THE PROBLEM »
Starting at the line with "Query: hockey player in blue jersey", copy each line through the last one below exactly as written, without any pictures.

* * * * * * * * *

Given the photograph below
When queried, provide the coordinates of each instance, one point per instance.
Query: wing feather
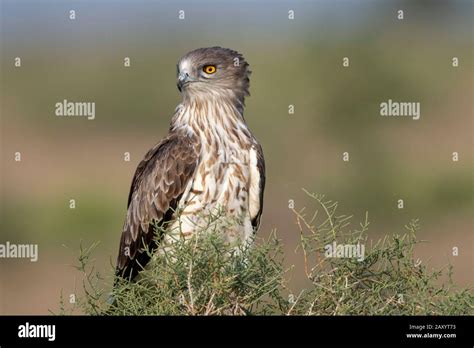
(257, 186)
(158, 183)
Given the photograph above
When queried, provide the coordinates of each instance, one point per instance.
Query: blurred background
(297, 62)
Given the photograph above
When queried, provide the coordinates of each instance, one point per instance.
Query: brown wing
(261, 184)
(158, 184)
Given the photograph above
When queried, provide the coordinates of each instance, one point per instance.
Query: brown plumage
(209, 160)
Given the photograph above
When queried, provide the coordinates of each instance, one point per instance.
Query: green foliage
(205, 275)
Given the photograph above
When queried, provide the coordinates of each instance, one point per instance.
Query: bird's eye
(209, 69)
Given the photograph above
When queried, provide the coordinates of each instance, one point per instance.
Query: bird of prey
(209, 160)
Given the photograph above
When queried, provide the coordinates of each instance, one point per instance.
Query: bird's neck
(217, 116)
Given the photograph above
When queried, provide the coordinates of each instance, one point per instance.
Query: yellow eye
(209, 69)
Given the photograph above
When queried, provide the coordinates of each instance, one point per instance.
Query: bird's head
(209, 72)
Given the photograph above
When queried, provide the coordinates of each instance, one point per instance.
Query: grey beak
(182, 79)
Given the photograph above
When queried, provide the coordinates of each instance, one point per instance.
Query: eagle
(209, 161)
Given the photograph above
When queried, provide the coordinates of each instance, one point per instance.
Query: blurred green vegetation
(299, 63)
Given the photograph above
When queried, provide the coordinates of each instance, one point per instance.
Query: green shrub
(207, 276)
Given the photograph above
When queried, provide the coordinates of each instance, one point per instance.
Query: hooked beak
(183, 78)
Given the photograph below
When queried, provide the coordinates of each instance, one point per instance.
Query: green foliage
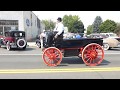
(117, 30)
(49, 24)
(89, 29)
(73, 23)
(108, 26)
(97, 22)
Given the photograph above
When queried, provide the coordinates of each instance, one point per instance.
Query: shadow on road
(114, 49)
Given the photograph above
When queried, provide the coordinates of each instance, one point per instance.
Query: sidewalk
(33, 44)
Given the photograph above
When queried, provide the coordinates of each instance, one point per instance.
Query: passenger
(78, 36)
(57, 32)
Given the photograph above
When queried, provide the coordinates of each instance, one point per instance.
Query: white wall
(13, 15)
(22, 16)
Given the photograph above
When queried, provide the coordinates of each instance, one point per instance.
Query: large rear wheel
(93, 54)
(52, 56)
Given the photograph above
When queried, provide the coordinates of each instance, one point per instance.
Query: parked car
(14, 39)
(108, 43)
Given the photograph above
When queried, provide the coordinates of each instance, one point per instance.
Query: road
(28, 64)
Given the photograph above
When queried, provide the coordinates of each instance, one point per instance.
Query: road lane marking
(26, 71)
(42, 54)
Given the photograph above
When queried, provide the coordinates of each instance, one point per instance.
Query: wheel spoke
(93, 54)
(53, 56)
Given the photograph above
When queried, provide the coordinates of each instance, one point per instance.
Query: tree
(89, 29)
(49, 24)
(117, 30)
(97, 22)
(73, 23)
(108, 26)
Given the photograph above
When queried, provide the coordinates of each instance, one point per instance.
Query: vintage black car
(14, 39)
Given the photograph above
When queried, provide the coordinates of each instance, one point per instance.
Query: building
(20, 20)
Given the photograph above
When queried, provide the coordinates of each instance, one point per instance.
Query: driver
(57, 32)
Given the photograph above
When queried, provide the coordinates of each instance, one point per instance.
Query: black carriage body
(72, 47)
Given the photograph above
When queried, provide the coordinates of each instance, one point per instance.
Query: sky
(87, 17)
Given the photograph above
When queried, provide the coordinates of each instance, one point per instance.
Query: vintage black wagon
(90, 50)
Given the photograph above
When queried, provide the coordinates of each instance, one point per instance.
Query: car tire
(106, 46)
(8, 46)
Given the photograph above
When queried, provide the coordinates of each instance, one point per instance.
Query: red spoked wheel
(52, 56)
(93, 54)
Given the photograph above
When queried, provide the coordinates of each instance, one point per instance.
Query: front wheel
(8, 46)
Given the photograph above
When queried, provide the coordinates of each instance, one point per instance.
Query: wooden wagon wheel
(93, 54)
(52, 56)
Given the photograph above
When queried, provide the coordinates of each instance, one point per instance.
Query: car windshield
(18, 34)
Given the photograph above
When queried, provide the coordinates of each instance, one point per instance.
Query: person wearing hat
(57, 32)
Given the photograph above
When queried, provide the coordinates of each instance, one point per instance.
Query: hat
(59, 19)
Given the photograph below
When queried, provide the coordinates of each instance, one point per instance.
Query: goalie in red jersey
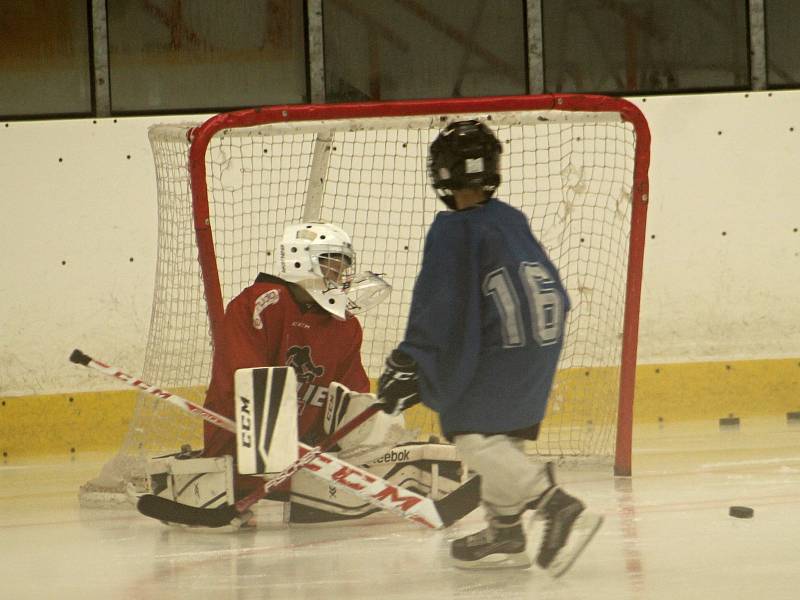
(305, 318)
(299, 319)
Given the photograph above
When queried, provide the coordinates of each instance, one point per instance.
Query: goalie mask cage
(575, 164)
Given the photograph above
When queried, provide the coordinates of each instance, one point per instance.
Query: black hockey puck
(741, 512)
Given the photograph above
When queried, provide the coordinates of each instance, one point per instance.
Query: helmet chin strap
(333, 300)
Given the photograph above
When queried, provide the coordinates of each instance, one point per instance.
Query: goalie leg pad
(197, 482)
(432, 470)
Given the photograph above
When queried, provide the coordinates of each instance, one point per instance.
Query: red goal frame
(201, 136)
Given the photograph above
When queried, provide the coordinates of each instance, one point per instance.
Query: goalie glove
(398, 385)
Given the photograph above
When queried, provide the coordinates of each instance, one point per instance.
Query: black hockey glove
(398, 385)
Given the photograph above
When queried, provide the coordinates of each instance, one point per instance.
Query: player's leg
(508, 483)
(568, 527)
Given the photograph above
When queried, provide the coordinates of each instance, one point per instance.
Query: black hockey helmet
(465, 154)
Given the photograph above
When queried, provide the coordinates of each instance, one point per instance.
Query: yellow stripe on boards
(74, 423)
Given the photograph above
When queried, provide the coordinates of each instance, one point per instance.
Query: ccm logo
(245, 422)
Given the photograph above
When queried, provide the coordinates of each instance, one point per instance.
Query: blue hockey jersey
(487, 321)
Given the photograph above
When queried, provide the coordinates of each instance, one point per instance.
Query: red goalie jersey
(265, 326)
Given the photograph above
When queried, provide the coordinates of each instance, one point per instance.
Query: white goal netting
(573, 172)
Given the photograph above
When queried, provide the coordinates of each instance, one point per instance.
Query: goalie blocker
(266, 431)
(429, 469)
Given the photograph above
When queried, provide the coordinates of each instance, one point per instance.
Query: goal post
(575, 164)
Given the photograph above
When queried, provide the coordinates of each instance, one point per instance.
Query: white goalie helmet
(320, 258)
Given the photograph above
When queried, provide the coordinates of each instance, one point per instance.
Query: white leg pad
(198, 482)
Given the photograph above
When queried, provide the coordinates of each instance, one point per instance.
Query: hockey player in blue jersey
(481, 348)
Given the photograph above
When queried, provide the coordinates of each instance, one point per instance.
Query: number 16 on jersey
(544, 299)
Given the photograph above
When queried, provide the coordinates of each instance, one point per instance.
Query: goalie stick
(412, 506)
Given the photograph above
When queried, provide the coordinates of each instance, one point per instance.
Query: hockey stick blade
(168, 511)
(460, 502)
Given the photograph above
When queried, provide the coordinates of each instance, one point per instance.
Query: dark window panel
(400, 49)
(623, 46)
(783, 32)
(44, 58)
(205, 54)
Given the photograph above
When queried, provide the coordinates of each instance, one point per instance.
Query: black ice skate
(499, 546)
(568, 528)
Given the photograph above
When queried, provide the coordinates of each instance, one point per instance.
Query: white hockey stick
(408, 504)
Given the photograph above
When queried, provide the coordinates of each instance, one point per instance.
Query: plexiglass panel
(645, 45)
(783, 33)
(423, 49)
(205, 54)
(44, 58)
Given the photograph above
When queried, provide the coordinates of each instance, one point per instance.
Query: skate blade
(584, 529)
(518, 560)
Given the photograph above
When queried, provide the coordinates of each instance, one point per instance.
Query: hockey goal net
(576, 165)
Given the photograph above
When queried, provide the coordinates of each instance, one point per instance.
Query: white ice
(667, 535)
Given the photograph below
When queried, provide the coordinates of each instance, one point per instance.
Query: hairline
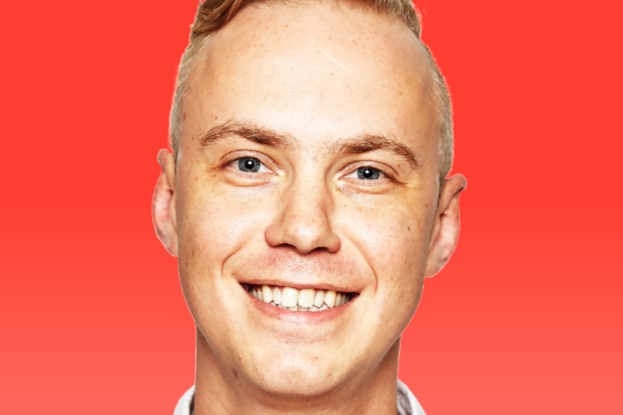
(200, 35)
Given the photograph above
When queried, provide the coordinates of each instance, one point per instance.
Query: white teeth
(276, 295)
(329, 298)
(319, 299)
(267, 294)
(307, 299)
(289, 297)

* * * * * * * * *

TASK OUTPUT »
Query: hockey player in blue jersey
(481, 348)
Given the photograph above
When queried, provide the coordinates of each instance, one point per instance.
Query: number 16 on jersey
(544, 299)
Given the photograph above
When queried, provide the coordinates of each instance, one point per instance.
Query: goalie stick
(412, 506)
Given the photograph above
When queried, provide the coordinates of each instance, one point per instance.
Query: hockey stick blade
(168, 511)
(460, 502)
Given the photograph above
When queried, provide the coordinates of each instance, one point per instance.
Query: dark window panel
(400, 49)
(623, 46)
(783, 32)
(44, 58)
(205, 54)
Given the photograph above
When queried, provide the coordinates of each instance, one point per instance.
Query: black ice skate
(499, 546)
(568, 528)
Given the photograph above
When queried, provide the coordinates of each instance, one point per instance.
Query: white hockey stick
(408, 504)
Given the photograph above
When queried, provide the coordinates of each instance, one point per instance.
Query: plexiglass panel
(645, 45)
(783, 33)
(423, 49)
(205, 54)
(44, 58)
Given the photograph above
When queried, provide the coordinates of each instance, one point per instance.
Query: skate blade
(584, 529)
(518, 560)
Given the photograph above
When queried, provide the coordinates of each instance, one point per instance.
Query: hockey goal net
(576, 165)
Given the photograph above
When queried, provide the coordinates of each instance, one point per instance.
Query: white ice
(667, 535)
Given the photograph below
When queried, provide the coordinates of each instance, one point per instance.
Query: hairline
(200, 35)
Given the photograph above
When queried, provide the coordinates of each instance, one point per instance.
Query: white teeth
(276, 295)
(329, 298)
(319, 299)
(267, 294)
(307, 299)
(289, 297)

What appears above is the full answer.